* begin PROVIDED ENTRIES *
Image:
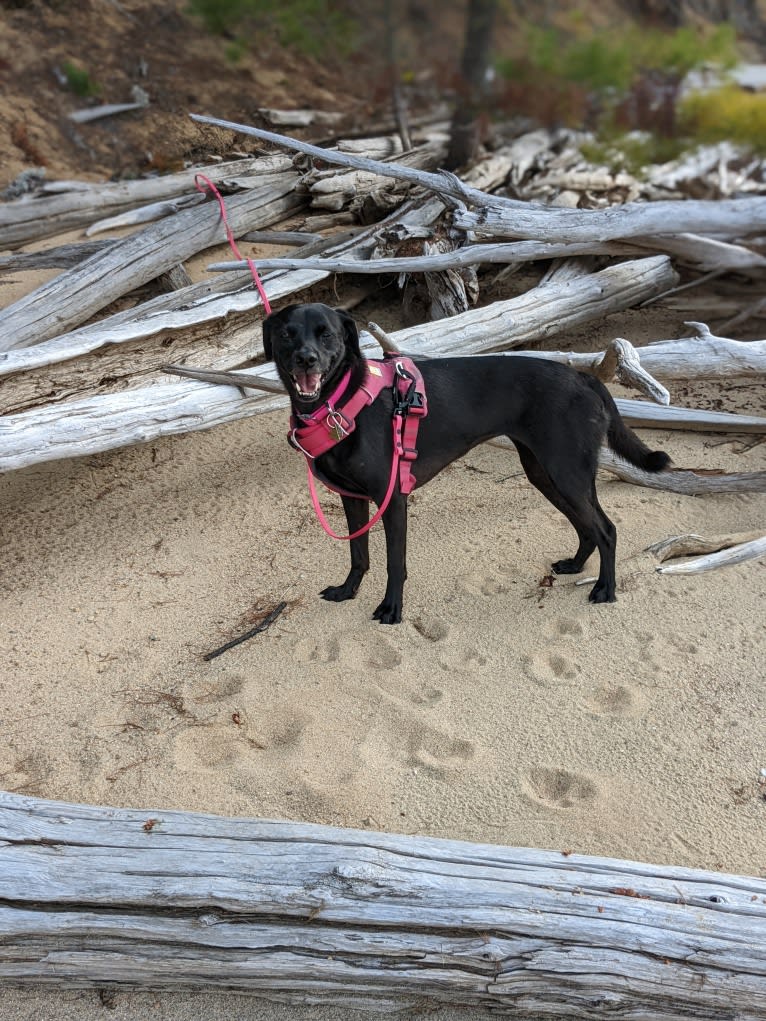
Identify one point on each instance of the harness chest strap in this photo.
(318, 433)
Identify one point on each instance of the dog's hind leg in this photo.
(571, 488)
(394, 523)
(357, 515)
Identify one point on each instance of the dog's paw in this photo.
(388, 613)
(602, 593)
(339, 593)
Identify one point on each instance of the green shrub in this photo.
(80, 81)
(725, 113)
(614, 58)
(307, 26)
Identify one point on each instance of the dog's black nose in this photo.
(305, 358)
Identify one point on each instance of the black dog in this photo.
(557, 418)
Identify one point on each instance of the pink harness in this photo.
(317, 433)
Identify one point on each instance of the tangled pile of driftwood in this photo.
(76, 382)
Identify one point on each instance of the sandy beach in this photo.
(499, 711)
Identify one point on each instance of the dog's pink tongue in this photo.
(307, 382)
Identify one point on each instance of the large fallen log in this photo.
(704, 356)
(75, 204)
(102, 423)
(217, 324)
(77, 294)
(499, 216)
(704, 253)
(310, 914)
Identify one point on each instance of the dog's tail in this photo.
(623, 440)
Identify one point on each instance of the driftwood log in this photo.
(103, 423)
(77, 294)
(67, 205)
(495, 216)
(309, 914)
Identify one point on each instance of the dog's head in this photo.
(312, 346)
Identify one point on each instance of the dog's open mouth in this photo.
(307, 384)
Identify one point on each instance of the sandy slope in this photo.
(498, 711)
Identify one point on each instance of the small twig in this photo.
(240, 380)
(267, 622)
(706, 278)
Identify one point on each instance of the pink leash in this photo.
(207, 185)
(381, 509)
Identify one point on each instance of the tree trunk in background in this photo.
(464, 139)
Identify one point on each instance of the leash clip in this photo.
(337, 424)
(295, 444)
(409, 400)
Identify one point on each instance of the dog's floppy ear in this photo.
(350, 332)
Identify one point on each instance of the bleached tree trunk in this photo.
(309, 914)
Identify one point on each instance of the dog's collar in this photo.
(323, 429)
(317, 433)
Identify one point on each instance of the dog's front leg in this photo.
(357, 515)
(394, 523)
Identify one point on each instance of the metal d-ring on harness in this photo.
(329, 425)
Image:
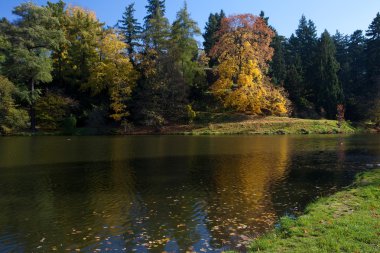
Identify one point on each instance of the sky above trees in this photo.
(343, 15)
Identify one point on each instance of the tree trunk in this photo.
(32, 111)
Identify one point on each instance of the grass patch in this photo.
(348, 221)
(243, 124)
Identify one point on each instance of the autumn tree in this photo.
(329, 90)
(243, 52)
* end PROVIDED ENTRIES *
EXERCISE INSTRUCTIONS: Put the material, starting with the line that contains "Identify one point on each instance of the bleached" and going on through the end of the material, into a two-column CSV with the columns "input" and "output". Each row holds one text and its answer, each in a single quoted field with line breaks turned into spaces, and the pictures are left out.

EXERCISE ANSWER:
input,output
"Identify one point on each instance of the bleached tree trunk in this photo.","(309, 914)"
"Identify one point on each instance of the dog's collar in this photo.","(323, 429) (317, 433)"
"Identify one point on each instance of the dog's front leg in this photo.","(357, 515) (394, 523)"
"Identify one point on each instance of the metal d-ring on harness in this photo.","(329, 425)"
"Image: Identify one point on each instance of the sky above trees in this photo.","(343, 15)"
"Identify one point on each instance of the tree trunk in this photo.","(32, 111)"
"Identify one point on each instance of the grass patch in this photo.","(348, 221) (243, 124)"
"Identify one point on each instance of the autumn tree in this photo.","(329, 90) (243, 52)"